● EXERCISE: Reproduce, word for word, the part of the items below that begins with the line containing "Segment every instance of the decorative" and ends with the line containing "[[[342,238],[342,183],[265,192],[268,238]]]", including both of those lines.

Picture annotation items:

———

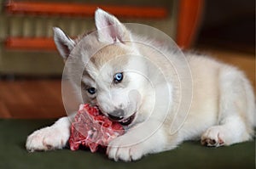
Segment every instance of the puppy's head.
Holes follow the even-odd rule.
[[[123,125],[134,124],[147,83],[145,63],[131,33],[114,16],[97,9],[95,20],[96,31],[74,40],[54,28],[55,45],[65,61],[68,57],[84,60],[84,102],[98,105]]]

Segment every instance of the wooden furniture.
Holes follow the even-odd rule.
[[[196,31],[201,2],[96,0],[84,3],[81,0],[0,0],[0,76],[61,75],[63,63],[55,50],[52,27],[61,27],[71,37],[93,30],[97,7],[123,22],[156,27],[180,47],[189,48]]]

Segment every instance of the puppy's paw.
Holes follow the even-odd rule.
[[[66,128],[55,127],[42,128],[28,136],[26,148],[30,152],[62,149],[69,138],[69,130]]]
[[[212,127],[205,132],[201,138],[203,145],[210,147],[219,147],[224,145],[223,128],[220,126]]]
[[[110,159],[124,161],[137,161],[144,155],[143,144],[131,142],[126,140],[126,137],[120,136],[113,140],[107,149],[107,155]]]

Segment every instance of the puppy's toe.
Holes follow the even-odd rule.
[[[203,145],[209,147],[219,147],[224,144],[221,127],[212,127],[205,132],[201,139]]]
[[[56,127],[45,127],[28,136],[26,148],[28,151],[50,150],[63,148],[69,138],[69,131]]]

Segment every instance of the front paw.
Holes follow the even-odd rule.
[[[135,143],[126,139],[125,136],[120,136],[111,141],[107,149],[107,155],[110,159],[124,161],[137,161],[143,155],[142,143]]]
[[[68,138],[69,130],[48,127],[28,136],[26,148],[30,152],[61,149],[66,146]]]

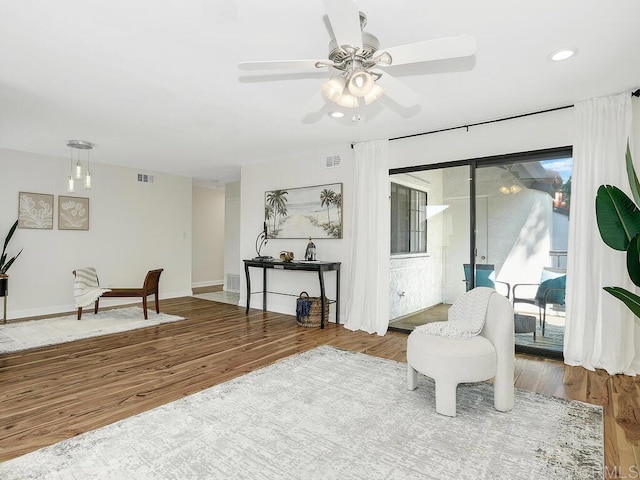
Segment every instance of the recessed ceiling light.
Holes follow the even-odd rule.
[[[563,48],[550,53],[547,58],[552,62],[561,62],[562,60],[567,60],[571,57],[574,57],[577,53],[577,48]]]

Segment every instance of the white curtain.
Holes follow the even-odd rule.
[[[346,322],[384,335],[389,326],[389,141],[357,143]]]
[[[635,287],[625,252],[605,245],[595,213],[596,192],[602,184],[615,185],[630,196],[625,149],[631,134],[631,93],[576,104],[575,115],[565,363],[634,375],[640,372],[634,316],[602,287],[631,291]]]

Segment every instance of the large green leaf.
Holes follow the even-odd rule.
[[[596,218],[602,240],[615,250],[626,251],[631,239],[640,233],[640,210],[613,185],[598,188]]]
[[[617,299],[622,300],[636,317],[640,317],[640,297],[638,295],[621,287],[604,287],[604,289]]]
[[[631,187],[631,193],[633,199],[636,201],[636,205],[640,205],[640,182],[638,182],[638,176],[636,170],[633,168],[633,160],[631,159],[631,148],[629,147],[629,140],[627,140],[627,153],[625,154],[627,161],[627,177],[629,177],[629,186]]]
[[[631,281],[640,287],[640,235],[633,237],[627,248],[627,272]]]

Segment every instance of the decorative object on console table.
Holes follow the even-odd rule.
[[[262,250],[262,247],[266,245],[268,241],[269,241],[269,230],[267,228],[267,222],[263,222],[262,231],[256,237],[256,253],[258,254],[258,256],[254,257],[253,258],[254,260],[272,260],[273,259],[273,257],[269,255],[260,254],[260,250]]]
[[[325,297],[324,321],[322,321],[322,299],[310,297],[307,292],[300,292],[296,300],[296,322],[301,327],[320,327],[329,322],[329,299]]]
[[[342,238],[342,183],[265,193],[269,238]]]
[[[280,252],[280,260],[283,262],[291,262],[293,260],[293,252],[282,251]]]
[[[309,237],[309,243],[307,243],[307,249],[304,252],[304,259],[308,261],[315,261],[316,259],[316,244],[311,241]]]

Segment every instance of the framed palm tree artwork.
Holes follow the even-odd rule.
[[[342,238],[342,183],[265,192],[268,238]]]

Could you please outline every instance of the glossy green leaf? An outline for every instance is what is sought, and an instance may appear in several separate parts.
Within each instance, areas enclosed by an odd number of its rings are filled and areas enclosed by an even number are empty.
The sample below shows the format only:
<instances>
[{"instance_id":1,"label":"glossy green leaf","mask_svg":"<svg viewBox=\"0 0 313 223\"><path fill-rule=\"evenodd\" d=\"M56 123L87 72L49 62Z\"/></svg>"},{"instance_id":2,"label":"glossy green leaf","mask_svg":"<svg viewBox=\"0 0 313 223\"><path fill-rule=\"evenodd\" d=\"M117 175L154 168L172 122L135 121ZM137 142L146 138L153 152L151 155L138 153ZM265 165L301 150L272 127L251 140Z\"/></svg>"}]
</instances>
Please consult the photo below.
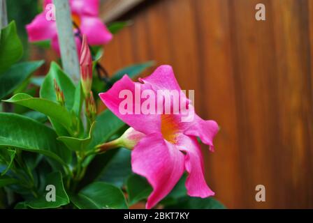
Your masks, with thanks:
<instances>
[{"instance_id":1,"label":"glossy green leaf","mask_svg":"<svg viewBox=\"0 0 313 223\"><path fill-rule=\"evenodd\" d=\"M71 79L65 74L55 62L52 62L48 73L41 85L40 96L57 102L54 91L54 81L56 79L61 91L64 94L65 106L71 110L74 104L75 86Z\"/></svg>"},{"instance_id":2,"label":"glossy green leaf","mask_svg":"<svg viewBox=\"0 0 313 223\"><path fill-rule=\"evenodd\" d=\"M96 178L98 181L103 181L121 187L131 174L131 151L119 148L108 164L102 169Z\"/></svg>"},{"instance_id":3,"label":"glossy green leaf","mask_svg":"<svg viewBox=\"0 0 313 223\"><path fill-rule=\"evenodd\" d=\"M37 86L41 86L43 85L43 81L45 80L44 76L35 76L31 77L31 83Z\"/></svg>"},{"instance_id":4,"label":"glossy green leaf","mask_svg":"<svg viewBox=\"0 0 313 223\"><path fill-rule=\"evenodd\" d=\"M42 123L44 123L48 121L48 117L45 114L36 111L29 111L24 113L23 115Z\"/></svg>"},{"instance_id":5,"label":"glossy green leaf","mask_svg":"<svg viewBox=\"0 0 313 223\"><path fill-rule=\"evenodd\" d=\"M71 196L71 201L80 209L127 208L122 190L103 182L87 185L78 195Z\"/></svg>"},{"instance_id":6,"label":"glossy green leaf","mask_svg":"<svg viewBox=\"0 0 313 223\"><path fill-rule=\"evenodd\" d=\"M41 192L38 199L26 201L25 205L31 208L55 208L66 205L69 203L68 197L63 185L62 176L59 172L54 172L47 176L45 179L47 185L53 185L55 187L55 201L47 201L46 196L49 197L51 189Z\"/></svg>"},{"instance_id":7,"label":"glossy green leaf","mask_svg":"<svg viewBox=\"0 0 313 223\"><path fill-rule=\"evenodd\" d=\"M82 110L82 102L84 101L84 93L82 92L82 85L80 83L76 86L75 89L74 103L73 105L72 110L75 114L79 117Z\"/></svg>"},{"instance_id":8,"label":"glossy green leaf","mask_svg":"<svg viewBox=\"0 0 313 223\"><path fill-rule=\"evenodd\" d=\"M10 113L0 113L0 146L12 146L45 155L61 163L69 163L71 151L60 141L55 132L31 118Z\"/></svg>"},{"instance_id":9,"label":"glossy green leaf","mask_svg":"<svg viewBox=\"0 0 313 223\"><path fill-rule=\"evenodd\" d=\"M18 180L15 178L12 178L6 176L0 176L0 187L6 187L17 183L18 183Z\"/></svg>"},{"instance_id":10,"label":"glossy green leaf","mask_svg":"<svg viewBox=\"0 0 313 223\"><path fill-rule=\"evenodd\" d=\"M33 98L25 93L18 93L11 98L4 100L25 106L35 111L41 112L46 116L57 120L70 132L75 132L78 125L78 118L64 107L52 100Z\"/></svg>"},{"instance_id":11,"label":"glossy green leaf","mask_svg":"<svg viewBox=\"0 0 313 223\"><path fill-rule=\"evenodd\" d=\"M1 73L21 59L23 47L17 36L14 21L1 29L0 34L0 73Z\"/></svg>"},{"instance_id":12,"label":"glossy green leaf","mask_svg":"<svg viewBox=\"0 0 313 223\"><path fill-rule=\"evenodd\" d=\"M20 63L1 75L0 99L13 93L43 63L43 61Z\"/></svg>"},{"instance_id":13,"label":"glossy green leaf","mask_svg":"<svg viewBox=\"0 0 313 223\"><path fill-rule=\"evenodd\" d=\"M10 169L15 157L15 150L0 148L0 162L6 164L6 169L2 171L0 176L4 176L6 172Z\"/></svg>"},{"instance_id":14,"label":"glossy green leaf","mask_svg":"<svg viewBox=\"0 0 313 223\"><path fill-rule=\"evenodd\" d=\"M171 205L175 203L179 199L186 197L186 178L187 174L184 174L172 191L160 201L160 203L166 206ZM136 174L131 175L127 179L126 189L130 205L147 199L152 192L152 187L147 179Z\"/></svg>"},{"instance_id":15,"label":"glossy green leaf","mask_svg":"<svg viewBox=\"0 0 313 223\"><path fill-rule=\"evenodd\" d=\"M92 140L89 148L92 148L95 146L106 141L124 126L124 123L110 110L106 109L96 118L96 124L92 137Z\"/></svg>"},{"instance_id":16,"label":"glossy green leaf","mask_svg":"<svg viewBox=\"0 0 313 223\"><path fill-rule=\"evenodd\" d=\"M115 22L108 25L108 29L112 34L116 34L130 24L131 22L129 21Z\"/></svg>"},{"instance_id":17,"label":"glossy green leaf","mask_svg":"<svg viewBox=\"0 0 313 223\"><path fill-rule=\"evenodd\" d=\"M147 199L152 192L152 187L147 180L136 174L129 177L126 189L129 205L135 204Z\"/></svg>"},{"instance_id":18,"label":"glossy green leaf","mask_svg":"<svg viewBox=\"0 0 313 223\"><path fill-rule=\"evenodd\" d=\"M213 197L202 199L200 197L184 197L173 205L167 206L170 209L225 209L226 207Z\"/></svg>"},{"instance_id":19,"label":"glossy green leaf","mask_svg":"<svg viewBox=\"0 0 313 223\"><path fill-rule=\"evenodd\" d=\"M36 41L31 43L34 45L36 45L38 47L45 48L45 49L49 49L51 47L51 41L50 40L42 40L42 41Z\"/></svg>"},{"instance_id":20,"label":"glossy green leaf","mask_svg":"<svg viewBox=\"0 0 313 223\"><path fill-rule=\"evenodd\" d=\"M60 137L57 140L63 141L64 144L71 151L83 151L86 149L88 144L92 141L92 132L94 127L94 122L90 127L89 136L85 139L78 139L68 137Z\"/></svg>"}]
</instances>

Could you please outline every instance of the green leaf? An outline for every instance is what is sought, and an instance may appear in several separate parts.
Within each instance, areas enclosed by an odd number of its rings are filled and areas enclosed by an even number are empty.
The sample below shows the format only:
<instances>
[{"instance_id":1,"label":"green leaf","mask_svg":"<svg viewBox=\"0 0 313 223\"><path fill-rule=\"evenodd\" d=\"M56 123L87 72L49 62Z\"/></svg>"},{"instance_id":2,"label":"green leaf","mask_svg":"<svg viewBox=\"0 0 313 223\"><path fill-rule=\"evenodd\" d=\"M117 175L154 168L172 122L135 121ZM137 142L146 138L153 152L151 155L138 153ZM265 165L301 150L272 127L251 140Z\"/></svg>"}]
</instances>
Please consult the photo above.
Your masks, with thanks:
<instances>
[{"instance_id":1,"label":"green leaf","mask_svg":"<svg viewBox=\"0 0 313 223\"><path fill-rule=\"evenodd\" d=\"M60 137L57 138L57 140L63 141L64 144L71 151L83 151L86 149L87 146L92 141L92 132L94 129L94 123L95 123L94 122L90 127L89 136L85 139Z\"/></svg>"},{"instance_id":2,"label":"green leaf","mask_svg":"<svg viewBox=\"0 0 313 223\"><path fill-rule=\"evenodd\" d=\"M12 178L6 176L0 176L0 187L18 183L15 178Z\"/></svg>"},{"instance_id":3,"label":"green leaf","mask_svg":"<svg viewBox=\"0 0 313 223\"><path fill-rule=\"evenodd\" d=\"M22 54L23 47L16 31L15 22L13 21L1 31L0 73L17 62Z\"/></svg>"},{"instance_id":4,"label":"green leaf","mask_svg":"<svg viewBox=\"0 0 313 223\"><path fill-rule=\"evenodd\" d=\"M6 165L6 169L1 173L0 176L4 176L10 169L15 157L15 150L0 148L0 161Z\"/></svg>"},{"instance_id":5,"label":"green leaf","mask_svg":"<svg viewBox=\"0 0 313 223\"><path fill-rule=\"evenodd\" d=\"M35 76L31 79L31 83L37 86L41 86L45 80L44 76Z\"/></svg>"},{"instance_id":6,"label":"green leaf","mask_svg":"<svg viewBox=\"0 0 313 223\"><path fill-rule=\"evenodd\" d=\"M225 209L226 207L212 197L202 199L200 197L184 197L179 199L176 203L167 206L169 209Z\"/></svg>"},{"instance_id":7,"label":"green leaf","mask_svg":"<svg viewBox=\"0 0 313 223\"><path fill-rule=\"evenodd\" d=\"M103 182L87 185L78 195L71 196L71 201L80 209L127 208L122 190Z\"/></svg>"},{"instance_id":8,"label":"green leaf","mask_svg":"<svg viewBox=\"0 0 313 223\"><path fill-rule=\"evenodd\" d=\"M160 203L166 206L173 204L179 199L186 197L186 178L187 174L184 174L172 191L160 201ZM146 199L152 192L152 187L148 181L145 178L136 174L131 175L127 179L126 189L130 205Z\"/></svg>"},{"instance_id":9,"label":"green leaf","mask_svg":"<svg viewBox=\"0 0 313 223\"><path fill-rule=\"evenodd\" d=\"M29 111L23 114L24 116L44 123L48 121L48 117L44 114L36 111Z\"/></svg>"},{"instance_id":10,"label":"green leaf","mask_svg":"<svg viewBox=\"0 0 313 223\"><path fill-rule=\"evenodd\" d=\"M64 94L65 107L71 110L74 104L75 86L68 76L63 72L55 62L51 63L50 69L41 85L41 98L57 102L54 79Z\"/></svg>"},{"instance_id":11,"label":"green leaf","mask_svg":"<svg viewBox=\"0 0 313 223\"><path fill-rule=\"evenodd\" d=\"M26 80L33 72L37 70L43 61L22 62L13 65L0 75L0 100L13 92Z\"/></svg>"},{"instance_id":12,"label":"green leaf","mask_svg":"<svg viewBox=\"0 0 313 223\"><path fill-rule=\"evenodd\" d=\"M33 98L25 93L18 93L4 102L25 106L41 112L57 120L70 132L74 133L76 130L78 122L77 117L71 114L64 107L52 100Z\"/></svg>"},{"instance_id":13,"label":"green leaf","mask_svg":"<svg viewBox=\"0 0 313 223\"><path fill-rule=\"evenodd\" d=\"M14 209L28 209L28 207L25 202L19 202L15 205Z\"/></svg>"},{"instance_id":14,"label":"green leaf","mask_svg":"<svg viewBox=\"0 0 313 223\"><path fill-rule=\"evenodd\" d=\"M120 79L124 75L127 75L130 78L136 77L139 75L145 69L152 67L154 65L154 61L148 61L143 63L134 64L133 66L126 67L122 70L118 70L117 72L113 74L112 77L110 80L110 83L113 84L117 81Z\"/></svg>"},{"instance_id":15,"label":"green leaf","mask_svg":"<svg viewBox=\"0 0 313 223\"><path fill-rule=\"evenodd\" d=\"M130 24L130 21L115 22L108 25L108 29L112 34L115 34Z\"/></svg>"},{"instance_id":16,"label":"green leaf","mask_svg":"<svg viewBox=\"0 0 313 223\"><path fill-rule=\"evenodd\" d=\"M136 174L132 174L129 177L126 189L129 205L147 199L152 192L152 187L147 180Z\"/></svg>"},{"instance_id":17,"label":"green leaf","mask_svg":"<svg viewBox=\"0 0 313 223\"><path fill-rule=\"evenodd\" d=\"M92 137L92 140L88 146L89 149L92 149L95 146L105 142L124 126L124 123L110 110L106 109L96 118L96 124Z\"/></svg>"},{"instance_id":18,"label":"green leaf","mask_svg":"<svg viewBox=\"0 0 313 223\"><path fill-rule=\"evenodd\" d=\"M119 148L97 177L98 181L110 183L121 187L131 174L131 151Z\"/></svg>"},{"instance_id":19,"label":"green leaf","mask_svg":"<svg viewBox=\"0 0 313 223\"><path fill-rule=\"evenodd\" d=\"M25 205L31 208L53 208L68 204L69 199L65 192L63 185L62 176L60 172L54 172L47 176L45 183L55 187L55 201L48 201L47 194L50 190L42 192L39 198L34 200L26 201Z\"/></svg>"},{"instance_id":20,"label":"green leaf","mask_svg":"<svg viewBox=\"0 0 313 223\"><path fill-rule=\"evenodd\" d=\"M64 164L70 163L71 151L56 140L55 132L49 127L10 113L0 113L0 146L41 153Z\"/></svg>"}]
</instances>

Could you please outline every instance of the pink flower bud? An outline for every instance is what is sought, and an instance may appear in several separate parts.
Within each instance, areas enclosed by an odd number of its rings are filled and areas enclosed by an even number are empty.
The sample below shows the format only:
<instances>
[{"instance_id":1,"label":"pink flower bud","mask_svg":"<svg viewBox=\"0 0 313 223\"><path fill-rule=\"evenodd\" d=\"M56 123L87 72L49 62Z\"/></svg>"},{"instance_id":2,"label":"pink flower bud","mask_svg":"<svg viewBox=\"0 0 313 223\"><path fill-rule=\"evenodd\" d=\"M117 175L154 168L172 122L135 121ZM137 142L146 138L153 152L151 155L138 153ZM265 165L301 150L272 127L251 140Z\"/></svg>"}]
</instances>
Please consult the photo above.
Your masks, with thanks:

———

● ANSWER FOR THIS EXERCISE:
Segment every instance of the decorative object on console table.
Holes follow the even-odd rule.
[[[262,250],[262,247],[266,245],[268,241],[269,241],[269,230],[267,228],[267,222],[263,222],[262,231],[256,237],[256,253],[258,254],[258,256],[254,257],[253,258],[254,260],[272,260],[273,259],[273,257],[269,255],[260,254],[260,250]]]
[[[325,297],[324,321],[322,321],[322,299],[310,297],[307,292],[300,292],[296,300],[296,322],[301,327],[320,327],[329,322],[329,299]]]
[[[342,238],[342,183],[265,193],[269,238]]]
[[[280,252],[280,260],[283,262],[291,262],[293,260],[293,252],[282,251]]]
[[[309,237],[309,243],[307,243],[307,249],[304,252],[304,259],[308,261],[315,261],[316,259],[316,244],[311,241]]]

Segment every instance of the framed palm tree artwork.
Holes follow the even-odd rule.
[[[342,238],[342,183],[265,192],[268,238]]]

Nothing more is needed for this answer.